### 作業内容
半・分解展を紹介する以下の本文を、改変せずに全文書き写してください。

### 本文

/---

たった ひとり で、美術館をつくる
行きたかったのは「ガラスの向こう側」
美術館でみるキラキラした洋服たち
きらびやかな洋服とは対照的に
私の顔はくもっている
" なぜ、美しいのだろう? "
私は それ が知りたかった
触れて、確かめてみたい
着て、感じてみたい
分解して、覗いてみたい
わずか数センチのガラスケースは
あまりに厚く、あまり遠く
透明なのに、なにも見えなかった
・
涙がこぼれた20歳の夜
100年前の洋服を初めて分解したとき
自分が追い求めていた美しさに出会った
胸が熱くなって涙が頬をつたう
美しさの理由は外ではなく、中に隠れていた
美術館では出会えなかった美しさを
私は私の言葉で、私の手で
多くのひとに伝えたいと願った
・
ここにはガラスケースなんてない
手を伸ばせば展示品に触れることができる
鼻を近づけて嗅ぐことも
絹の擦れる音を聴くことも
着心地を味わうことさえも叶う
「100年前の感動を100年後に伝える」
そのために私は生きていく
" 全身で感動を浴びる "
それが 半・分解展
ガラスの向こう側で、あなたを待っている
今回の展示テーマ
「お直し・リメイクの歴史」
「下着の手仕事」
「軍服の内部構造」
「下着の手仕事」
「軍服の内部構造」

\---

(位置ラベル付けデータの抜粋)

/---

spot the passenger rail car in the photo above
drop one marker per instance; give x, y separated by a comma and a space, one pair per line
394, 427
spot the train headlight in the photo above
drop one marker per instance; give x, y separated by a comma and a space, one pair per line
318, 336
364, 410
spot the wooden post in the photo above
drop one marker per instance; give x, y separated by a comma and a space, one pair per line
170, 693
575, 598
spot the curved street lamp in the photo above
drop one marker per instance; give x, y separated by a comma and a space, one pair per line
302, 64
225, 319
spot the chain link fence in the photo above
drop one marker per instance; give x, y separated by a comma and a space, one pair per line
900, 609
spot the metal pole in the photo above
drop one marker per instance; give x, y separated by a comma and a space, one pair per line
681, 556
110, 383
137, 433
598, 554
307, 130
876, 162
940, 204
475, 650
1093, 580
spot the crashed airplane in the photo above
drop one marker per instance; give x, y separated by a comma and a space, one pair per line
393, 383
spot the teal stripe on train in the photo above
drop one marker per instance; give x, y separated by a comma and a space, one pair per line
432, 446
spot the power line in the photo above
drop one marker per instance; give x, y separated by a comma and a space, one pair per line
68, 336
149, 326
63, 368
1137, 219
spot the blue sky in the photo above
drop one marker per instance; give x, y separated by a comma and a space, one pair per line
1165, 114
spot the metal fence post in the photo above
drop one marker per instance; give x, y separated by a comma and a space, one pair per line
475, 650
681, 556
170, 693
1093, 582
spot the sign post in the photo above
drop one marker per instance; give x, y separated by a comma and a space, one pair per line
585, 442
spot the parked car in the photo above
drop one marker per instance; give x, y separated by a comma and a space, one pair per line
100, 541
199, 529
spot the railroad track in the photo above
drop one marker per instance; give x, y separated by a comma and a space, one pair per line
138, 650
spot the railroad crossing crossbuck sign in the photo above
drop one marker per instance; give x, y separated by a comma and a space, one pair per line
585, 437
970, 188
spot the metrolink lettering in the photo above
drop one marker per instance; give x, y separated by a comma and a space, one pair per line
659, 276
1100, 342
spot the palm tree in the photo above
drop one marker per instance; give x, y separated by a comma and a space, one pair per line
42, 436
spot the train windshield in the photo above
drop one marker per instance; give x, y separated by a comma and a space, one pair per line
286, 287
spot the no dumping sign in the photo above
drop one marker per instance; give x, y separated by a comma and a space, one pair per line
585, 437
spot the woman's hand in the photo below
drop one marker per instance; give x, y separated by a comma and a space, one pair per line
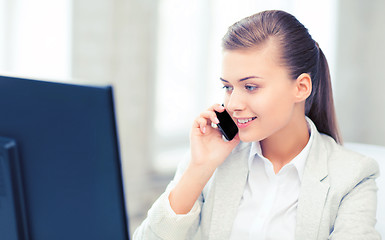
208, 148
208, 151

\---

### 正解
たった ひとり で、美術館をつくる
行きたかったのは「ガラスの向こう側」
美術館でみるキラキラした洋服たち
きらびやかな洋服とは対照的に
私の顔はくもっている
" なぜ、美しいのだろう? "
私は それ が知りたかった
触れて、確かめてみたい
着て、感じてみたい
分解して、覗いてみたい
わずか数センチのガラスケースは
あまりに厚く、あまり遠く
透明なのに、なにも見えなかった
・
涙がこぼれた20歳の夜
100年前の洋服を初めて分解したとき
自分が追い求めていた美しさに出会った
胸が熱くなって涙が頬をつたう
美しさの理由は外ではなく、中に隠れていた
美術館では出会えなかった美しさを
私は私の言葉で、私の手で
多くのひとに伝えたいと願った
・
ここにはガラスケースなんてない
手を伸ばせば展示品に触れることができる
鼻を近づけて嗅ぐことも
絹の擦れる音を聴くことも
着心地を味わうことさえも叶う
「100年前の感動を100年後に伝える」
そのために私は生きていく
" 全身で感動を浴びる "
それが 半・分解展
ガラスの向こう側で、あなたを待っている
今回の展示テーマ
「お直し・リメイクの歴史」
「下着の手仕事」
「軍服の内部構造」
「下着の手仕事」
「軍服の内部構造」